*Task prompt*: Return every line of the material below that contains the string "microphone". Case counts.

┌────────

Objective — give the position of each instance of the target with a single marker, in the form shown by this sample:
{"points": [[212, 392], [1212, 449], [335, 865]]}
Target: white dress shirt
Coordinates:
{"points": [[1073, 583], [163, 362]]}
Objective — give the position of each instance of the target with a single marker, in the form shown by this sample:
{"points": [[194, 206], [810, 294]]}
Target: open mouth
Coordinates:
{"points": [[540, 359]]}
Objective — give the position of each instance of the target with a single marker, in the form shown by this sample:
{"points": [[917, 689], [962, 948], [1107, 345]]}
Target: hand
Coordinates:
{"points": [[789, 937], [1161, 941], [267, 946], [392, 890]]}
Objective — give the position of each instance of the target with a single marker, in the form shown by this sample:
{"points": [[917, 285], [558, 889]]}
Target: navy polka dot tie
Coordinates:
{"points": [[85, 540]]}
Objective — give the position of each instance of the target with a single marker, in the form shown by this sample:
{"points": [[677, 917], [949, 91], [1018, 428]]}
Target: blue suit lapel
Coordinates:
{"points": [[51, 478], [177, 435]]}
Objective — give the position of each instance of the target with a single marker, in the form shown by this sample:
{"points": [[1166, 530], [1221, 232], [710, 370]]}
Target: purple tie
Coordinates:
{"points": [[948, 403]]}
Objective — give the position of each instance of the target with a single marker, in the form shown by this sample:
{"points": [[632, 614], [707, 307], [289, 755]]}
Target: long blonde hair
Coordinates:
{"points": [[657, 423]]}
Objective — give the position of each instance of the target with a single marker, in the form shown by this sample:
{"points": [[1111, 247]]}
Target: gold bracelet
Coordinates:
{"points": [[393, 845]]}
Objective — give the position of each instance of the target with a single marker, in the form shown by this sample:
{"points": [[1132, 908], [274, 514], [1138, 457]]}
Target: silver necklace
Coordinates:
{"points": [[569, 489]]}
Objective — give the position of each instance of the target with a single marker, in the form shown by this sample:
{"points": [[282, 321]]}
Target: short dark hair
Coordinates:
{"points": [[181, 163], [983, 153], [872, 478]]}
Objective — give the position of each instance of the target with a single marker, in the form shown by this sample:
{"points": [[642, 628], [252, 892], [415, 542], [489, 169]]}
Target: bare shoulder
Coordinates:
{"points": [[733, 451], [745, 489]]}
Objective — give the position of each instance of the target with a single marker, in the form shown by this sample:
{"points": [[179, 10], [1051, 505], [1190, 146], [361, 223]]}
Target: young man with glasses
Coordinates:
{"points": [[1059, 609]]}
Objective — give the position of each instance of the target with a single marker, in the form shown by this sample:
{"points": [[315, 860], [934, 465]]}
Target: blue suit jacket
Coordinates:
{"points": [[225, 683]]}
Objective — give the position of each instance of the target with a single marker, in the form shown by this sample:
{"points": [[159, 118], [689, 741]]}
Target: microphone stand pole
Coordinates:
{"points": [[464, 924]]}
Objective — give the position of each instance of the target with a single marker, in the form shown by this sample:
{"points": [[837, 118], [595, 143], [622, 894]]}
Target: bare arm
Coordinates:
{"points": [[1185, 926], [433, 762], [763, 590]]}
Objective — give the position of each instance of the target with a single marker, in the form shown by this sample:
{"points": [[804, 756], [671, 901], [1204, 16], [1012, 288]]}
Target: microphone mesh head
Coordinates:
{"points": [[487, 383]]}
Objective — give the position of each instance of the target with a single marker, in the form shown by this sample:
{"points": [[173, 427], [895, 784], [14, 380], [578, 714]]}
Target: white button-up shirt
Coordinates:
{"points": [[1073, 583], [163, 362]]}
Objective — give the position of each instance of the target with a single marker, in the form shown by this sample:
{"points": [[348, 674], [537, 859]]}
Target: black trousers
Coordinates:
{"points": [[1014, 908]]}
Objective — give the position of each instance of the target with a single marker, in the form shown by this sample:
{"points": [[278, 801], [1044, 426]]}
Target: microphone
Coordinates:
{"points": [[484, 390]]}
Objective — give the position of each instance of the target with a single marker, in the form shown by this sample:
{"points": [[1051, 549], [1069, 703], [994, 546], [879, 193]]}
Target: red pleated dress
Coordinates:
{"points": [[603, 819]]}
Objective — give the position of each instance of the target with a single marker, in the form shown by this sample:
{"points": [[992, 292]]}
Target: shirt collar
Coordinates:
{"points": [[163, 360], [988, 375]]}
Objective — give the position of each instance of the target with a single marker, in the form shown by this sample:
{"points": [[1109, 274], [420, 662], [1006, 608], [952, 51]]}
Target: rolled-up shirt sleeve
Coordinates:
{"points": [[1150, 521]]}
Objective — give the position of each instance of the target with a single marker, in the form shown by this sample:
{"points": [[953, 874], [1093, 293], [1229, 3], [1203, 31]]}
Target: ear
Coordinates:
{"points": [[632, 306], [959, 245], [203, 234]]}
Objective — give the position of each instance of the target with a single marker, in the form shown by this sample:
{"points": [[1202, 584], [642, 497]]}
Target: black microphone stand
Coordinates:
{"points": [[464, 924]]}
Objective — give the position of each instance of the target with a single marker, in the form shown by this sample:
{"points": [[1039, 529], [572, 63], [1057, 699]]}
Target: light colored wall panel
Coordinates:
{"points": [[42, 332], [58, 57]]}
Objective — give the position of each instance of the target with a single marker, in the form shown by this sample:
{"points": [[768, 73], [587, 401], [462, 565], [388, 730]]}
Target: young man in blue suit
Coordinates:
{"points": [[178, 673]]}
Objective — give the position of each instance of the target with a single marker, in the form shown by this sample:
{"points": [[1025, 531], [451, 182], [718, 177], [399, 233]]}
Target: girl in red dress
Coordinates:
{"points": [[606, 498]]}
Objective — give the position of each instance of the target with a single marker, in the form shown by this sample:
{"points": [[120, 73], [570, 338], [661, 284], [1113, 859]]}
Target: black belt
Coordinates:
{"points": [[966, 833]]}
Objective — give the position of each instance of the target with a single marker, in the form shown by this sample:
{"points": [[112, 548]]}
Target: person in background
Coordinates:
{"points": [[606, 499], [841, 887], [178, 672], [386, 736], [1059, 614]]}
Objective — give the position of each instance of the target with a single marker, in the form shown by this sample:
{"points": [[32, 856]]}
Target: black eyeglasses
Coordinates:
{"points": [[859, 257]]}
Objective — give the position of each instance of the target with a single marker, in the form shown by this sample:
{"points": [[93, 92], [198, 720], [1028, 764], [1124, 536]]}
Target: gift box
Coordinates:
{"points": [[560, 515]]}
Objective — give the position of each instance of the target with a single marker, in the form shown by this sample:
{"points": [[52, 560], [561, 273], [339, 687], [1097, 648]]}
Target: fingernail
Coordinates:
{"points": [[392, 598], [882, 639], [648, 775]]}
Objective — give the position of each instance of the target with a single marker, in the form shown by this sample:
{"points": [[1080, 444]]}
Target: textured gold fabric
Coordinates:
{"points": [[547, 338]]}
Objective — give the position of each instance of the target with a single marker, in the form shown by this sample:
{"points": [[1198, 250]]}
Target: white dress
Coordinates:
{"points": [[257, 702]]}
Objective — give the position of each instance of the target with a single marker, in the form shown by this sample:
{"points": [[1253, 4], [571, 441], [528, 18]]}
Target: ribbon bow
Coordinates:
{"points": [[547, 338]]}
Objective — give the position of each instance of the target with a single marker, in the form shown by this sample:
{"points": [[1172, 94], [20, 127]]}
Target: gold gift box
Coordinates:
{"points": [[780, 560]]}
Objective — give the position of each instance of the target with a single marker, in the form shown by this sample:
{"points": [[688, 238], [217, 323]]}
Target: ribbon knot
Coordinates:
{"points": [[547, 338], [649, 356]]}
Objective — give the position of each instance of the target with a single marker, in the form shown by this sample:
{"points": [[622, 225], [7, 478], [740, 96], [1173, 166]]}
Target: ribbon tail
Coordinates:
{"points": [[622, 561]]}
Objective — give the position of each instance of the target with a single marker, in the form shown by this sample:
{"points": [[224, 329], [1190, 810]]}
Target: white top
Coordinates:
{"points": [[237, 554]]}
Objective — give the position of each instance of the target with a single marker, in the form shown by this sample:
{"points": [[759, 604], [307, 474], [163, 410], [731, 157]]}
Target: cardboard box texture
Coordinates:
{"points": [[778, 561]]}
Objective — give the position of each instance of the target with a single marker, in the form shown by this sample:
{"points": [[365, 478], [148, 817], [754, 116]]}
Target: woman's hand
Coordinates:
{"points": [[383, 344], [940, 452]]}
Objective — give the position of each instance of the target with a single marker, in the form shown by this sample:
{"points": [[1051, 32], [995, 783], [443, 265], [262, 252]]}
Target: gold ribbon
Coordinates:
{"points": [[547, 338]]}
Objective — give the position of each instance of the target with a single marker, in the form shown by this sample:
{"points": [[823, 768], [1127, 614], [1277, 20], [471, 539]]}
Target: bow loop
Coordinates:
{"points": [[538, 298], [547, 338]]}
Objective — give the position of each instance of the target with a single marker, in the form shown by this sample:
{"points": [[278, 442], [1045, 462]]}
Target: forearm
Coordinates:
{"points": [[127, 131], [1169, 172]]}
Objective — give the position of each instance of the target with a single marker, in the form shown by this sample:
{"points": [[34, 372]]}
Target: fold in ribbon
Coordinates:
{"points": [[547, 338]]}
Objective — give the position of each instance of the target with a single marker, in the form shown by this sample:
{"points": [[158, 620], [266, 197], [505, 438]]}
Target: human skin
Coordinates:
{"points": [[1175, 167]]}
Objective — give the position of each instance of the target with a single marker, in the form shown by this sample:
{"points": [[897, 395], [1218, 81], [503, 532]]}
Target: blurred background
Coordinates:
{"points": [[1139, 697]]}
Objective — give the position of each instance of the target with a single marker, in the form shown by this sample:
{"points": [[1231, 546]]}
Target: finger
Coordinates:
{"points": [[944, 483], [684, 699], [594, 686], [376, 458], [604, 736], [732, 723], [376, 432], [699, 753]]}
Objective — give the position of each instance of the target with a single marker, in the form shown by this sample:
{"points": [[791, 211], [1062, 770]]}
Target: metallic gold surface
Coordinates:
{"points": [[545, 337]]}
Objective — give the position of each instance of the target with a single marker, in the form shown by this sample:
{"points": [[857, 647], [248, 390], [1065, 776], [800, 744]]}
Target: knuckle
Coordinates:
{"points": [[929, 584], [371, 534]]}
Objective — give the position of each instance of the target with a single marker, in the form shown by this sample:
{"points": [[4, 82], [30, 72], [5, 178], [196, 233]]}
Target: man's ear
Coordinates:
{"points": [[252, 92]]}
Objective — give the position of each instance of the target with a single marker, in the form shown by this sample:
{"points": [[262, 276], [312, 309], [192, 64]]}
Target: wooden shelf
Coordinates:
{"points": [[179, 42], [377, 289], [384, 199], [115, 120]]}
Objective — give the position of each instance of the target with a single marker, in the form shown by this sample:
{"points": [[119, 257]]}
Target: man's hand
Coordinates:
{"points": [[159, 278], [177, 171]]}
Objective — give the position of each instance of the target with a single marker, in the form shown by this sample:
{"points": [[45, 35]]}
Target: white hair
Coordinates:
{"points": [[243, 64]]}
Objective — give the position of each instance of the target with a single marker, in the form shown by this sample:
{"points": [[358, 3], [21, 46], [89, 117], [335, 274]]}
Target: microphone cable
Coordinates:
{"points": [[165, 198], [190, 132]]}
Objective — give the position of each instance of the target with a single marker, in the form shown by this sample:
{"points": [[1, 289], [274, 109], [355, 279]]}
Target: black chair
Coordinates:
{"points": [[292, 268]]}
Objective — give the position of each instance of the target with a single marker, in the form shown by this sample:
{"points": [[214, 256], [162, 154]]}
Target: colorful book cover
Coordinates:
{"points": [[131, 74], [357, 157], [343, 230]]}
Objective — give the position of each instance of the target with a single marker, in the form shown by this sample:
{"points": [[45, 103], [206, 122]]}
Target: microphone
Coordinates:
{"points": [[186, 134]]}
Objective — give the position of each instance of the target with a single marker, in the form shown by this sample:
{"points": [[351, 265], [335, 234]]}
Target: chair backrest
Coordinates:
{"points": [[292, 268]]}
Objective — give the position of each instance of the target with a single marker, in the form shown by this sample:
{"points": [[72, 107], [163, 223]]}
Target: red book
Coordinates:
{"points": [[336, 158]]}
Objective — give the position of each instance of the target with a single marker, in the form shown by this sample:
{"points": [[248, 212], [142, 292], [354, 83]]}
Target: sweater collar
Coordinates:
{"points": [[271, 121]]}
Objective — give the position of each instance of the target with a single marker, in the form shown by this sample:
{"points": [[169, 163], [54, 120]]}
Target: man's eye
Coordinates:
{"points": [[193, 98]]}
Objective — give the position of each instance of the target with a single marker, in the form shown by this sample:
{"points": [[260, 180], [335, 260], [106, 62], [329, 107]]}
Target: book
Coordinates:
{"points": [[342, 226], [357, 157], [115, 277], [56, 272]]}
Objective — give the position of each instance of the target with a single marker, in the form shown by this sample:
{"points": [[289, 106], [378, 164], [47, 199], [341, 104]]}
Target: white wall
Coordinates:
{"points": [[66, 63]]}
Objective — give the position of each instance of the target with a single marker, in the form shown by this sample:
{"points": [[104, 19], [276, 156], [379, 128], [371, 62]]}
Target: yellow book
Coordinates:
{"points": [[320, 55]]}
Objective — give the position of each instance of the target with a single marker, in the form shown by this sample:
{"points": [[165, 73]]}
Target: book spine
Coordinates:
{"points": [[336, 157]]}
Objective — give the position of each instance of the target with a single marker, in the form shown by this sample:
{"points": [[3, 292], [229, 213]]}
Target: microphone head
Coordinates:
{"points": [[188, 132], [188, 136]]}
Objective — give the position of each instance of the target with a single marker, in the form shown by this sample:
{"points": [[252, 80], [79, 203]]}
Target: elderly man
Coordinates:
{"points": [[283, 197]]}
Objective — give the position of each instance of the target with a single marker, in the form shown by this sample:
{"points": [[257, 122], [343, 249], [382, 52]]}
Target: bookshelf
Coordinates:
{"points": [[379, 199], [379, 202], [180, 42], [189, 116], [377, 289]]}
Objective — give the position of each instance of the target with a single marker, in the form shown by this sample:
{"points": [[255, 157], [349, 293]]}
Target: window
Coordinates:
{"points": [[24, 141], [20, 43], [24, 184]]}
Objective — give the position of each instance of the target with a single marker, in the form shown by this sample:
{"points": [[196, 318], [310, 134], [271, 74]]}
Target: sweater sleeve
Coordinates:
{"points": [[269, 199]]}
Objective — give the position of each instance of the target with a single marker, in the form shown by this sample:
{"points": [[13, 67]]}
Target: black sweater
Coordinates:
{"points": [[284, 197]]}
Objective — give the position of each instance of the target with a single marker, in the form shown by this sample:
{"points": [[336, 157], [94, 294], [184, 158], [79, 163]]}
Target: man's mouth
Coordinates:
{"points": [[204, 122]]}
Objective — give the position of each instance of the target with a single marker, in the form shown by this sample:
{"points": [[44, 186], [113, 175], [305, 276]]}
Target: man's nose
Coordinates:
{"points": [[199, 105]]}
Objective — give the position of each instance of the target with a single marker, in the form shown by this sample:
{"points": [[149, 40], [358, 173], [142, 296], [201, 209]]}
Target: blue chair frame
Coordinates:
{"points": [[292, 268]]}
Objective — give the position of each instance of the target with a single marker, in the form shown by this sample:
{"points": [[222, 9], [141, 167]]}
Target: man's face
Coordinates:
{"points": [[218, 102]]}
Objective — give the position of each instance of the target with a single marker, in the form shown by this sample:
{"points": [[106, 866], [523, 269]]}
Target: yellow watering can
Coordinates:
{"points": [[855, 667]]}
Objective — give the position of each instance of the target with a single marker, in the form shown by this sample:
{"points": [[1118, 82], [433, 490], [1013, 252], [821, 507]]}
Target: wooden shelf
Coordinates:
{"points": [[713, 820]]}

└────────

*Exercise output*:
Target: microphone stand pole
Target: microphone mesh head
Target: microphone
Target: black microphone stand
Target: microphone cable
Target: microphone
Target: microphone head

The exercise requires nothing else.